# Aim
Count how many lines of the listing below contain the string "vest", matching case exactly. Reply with the number only.

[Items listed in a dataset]
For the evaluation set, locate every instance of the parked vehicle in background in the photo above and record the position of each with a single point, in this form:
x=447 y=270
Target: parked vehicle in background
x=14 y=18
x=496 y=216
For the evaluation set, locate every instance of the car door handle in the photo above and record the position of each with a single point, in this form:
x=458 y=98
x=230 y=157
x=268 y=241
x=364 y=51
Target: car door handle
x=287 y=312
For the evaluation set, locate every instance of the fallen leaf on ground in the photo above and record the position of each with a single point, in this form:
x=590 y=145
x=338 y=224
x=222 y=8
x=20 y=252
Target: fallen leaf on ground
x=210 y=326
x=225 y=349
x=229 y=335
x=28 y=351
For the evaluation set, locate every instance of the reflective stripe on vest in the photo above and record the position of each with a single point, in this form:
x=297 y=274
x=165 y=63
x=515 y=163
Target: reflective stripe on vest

--

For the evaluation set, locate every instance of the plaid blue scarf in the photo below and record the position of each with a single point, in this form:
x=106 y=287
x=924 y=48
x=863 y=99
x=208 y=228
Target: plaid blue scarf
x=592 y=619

# Task response
2